_What is being asked_
Turn the lines from the start of the items through the line containing "M 56 141 L 56" into a JSON list of strings, one string per line, leaving out blank lines.

** begin **

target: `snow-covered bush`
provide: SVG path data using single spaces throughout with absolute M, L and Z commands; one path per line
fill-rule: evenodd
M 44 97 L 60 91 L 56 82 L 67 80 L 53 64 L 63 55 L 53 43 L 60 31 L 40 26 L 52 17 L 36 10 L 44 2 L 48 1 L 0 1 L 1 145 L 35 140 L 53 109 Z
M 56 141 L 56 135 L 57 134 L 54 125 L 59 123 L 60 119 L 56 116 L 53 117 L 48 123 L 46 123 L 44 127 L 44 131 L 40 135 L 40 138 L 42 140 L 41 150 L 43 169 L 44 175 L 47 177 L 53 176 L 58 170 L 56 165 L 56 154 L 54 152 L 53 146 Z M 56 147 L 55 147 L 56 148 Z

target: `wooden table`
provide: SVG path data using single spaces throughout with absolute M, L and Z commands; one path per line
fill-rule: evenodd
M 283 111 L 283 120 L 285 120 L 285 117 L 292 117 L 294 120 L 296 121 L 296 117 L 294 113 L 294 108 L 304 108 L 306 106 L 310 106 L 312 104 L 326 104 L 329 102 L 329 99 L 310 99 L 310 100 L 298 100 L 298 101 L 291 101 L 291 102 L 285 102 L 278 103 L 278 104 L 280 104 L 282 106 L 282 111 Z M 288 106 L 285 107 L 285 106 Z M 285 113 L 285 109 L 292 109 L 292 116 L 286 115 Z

** end **

_Correct answer_
[
  "target: `snow-covered bush`",
  "provide: SVG path data using single spaces throughout with absolute M, L and Z commands; one path per line",
  "fill-rule: evenodd",
  "M 44 97 L 60 91 L 56 82 L 67 80 L 53 64 L 63 55 L 53 43 L 60 31 L 40 26 L 52 17 L 36 10 L 44 2 L 48 1 L 0 1 L 1 145 L 35 140 L 53 109 Z",
  "M 56 141 L 56 135 L 57 134 L 54 125 L 59 123 L 60 119 L 56 116 L 53 117 L 48 123 L 46 123 L 44 127 L 44 131 L 40 135 L 40 138 L 42 140 L 41 150 L 43 169 L 44 175 L 47 177 L 53 176 L 58 170 L 56 165 L 56 154 L 54 152 L 53 146 Z M 56 147 L 55 147 L 56 148 Z"
]